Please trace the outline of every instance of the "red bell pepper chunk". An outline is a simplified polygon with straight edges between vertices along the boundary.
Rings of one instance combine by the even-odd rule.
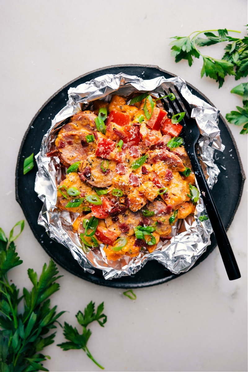
[[[109,217],[109,214],[103,211],[102,205],[91,205],[91,212],[97,218],[106,218]]]
[[[167,112],[165,110],[154,107],[152,115],[146,123],[146,125],[152,129],[158,131],[160,129],[167,115]]]
[[[140,141],[139,136],[139,127],[138,125],[126,125],[124,132],[126,135],[126,138],[123,140],[124,143],[133,141],[137,145]]]
[[[103,243],[110,246],[113,246],[117,238],[117,234],[114,231],[99,225],[96,228],[95,235],[97,239]]]
[[[163,134],[170,134],[172,137],[178,137],[183,128],[180,124],[173,124],[171,119],[166,119],[164,121],[161,127]]]
[[[96,147],[96,155],[103,158],[107,158],[111,151],[113,151],[115,145],[115,142],[111,140],[100,137]]]
[[[123,125],[128,125],[130,122],[130,117],[128,114],[125,114],[125,112],[120,112],[113,110],[109,113],[108,116],[106,119],[105,124],[107,125],[110,123],[113,122],[118,125],[123,126]]]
• • •
Please rewrite the items above with "red bell pepper chunk" changed to "red pepper piece" and everything else left as it is. Leave the pictures out.

Please trace the outline of every instance of the "red pepper piece". An outline is a simplified polygon with straight edges between vertices along the boundary.
Rings of one instance combine by the even-odd rule.
[[[109,217],[109,214],[103,211],[102,205],[91,205],[91,212],[97,218],[106,218]]]
[[[167,112],[165,110],[154,107],[152,115],[146,123],[146,125],[152,129],[158,131],[160,129],[167,115]]]
[[[140,141],[139,136],[139,127],[138,125],[126,125],[124,132],[126,135],[126,138],[123,140],[124,143],[133,141],[137,145]]]
[[[103,243],[110,246],[113,246],[117,238],[117,234],[114,231],[99,225],[96,228],[95,235],[97,239]]]
[[[163,134],[170,134],[172,137],[178,137],[183,128],[180,124],[173,124],[171,119],[166,119],[164,121],[161,127]]]
[[[96,147],[96,155],[103,158],[107,158],[111,151],[113,151],[115,145],[115,142],[111,140],[100,137]]]
[[[123,125],[128,125],[130,122],[130,117],[128,114],[125,114],[125,112],[120,112],[113,110],[109,113],[108,116],[106,119],[105,124],[107,125],[110,123],[113,122],[118,125],[123,126]]]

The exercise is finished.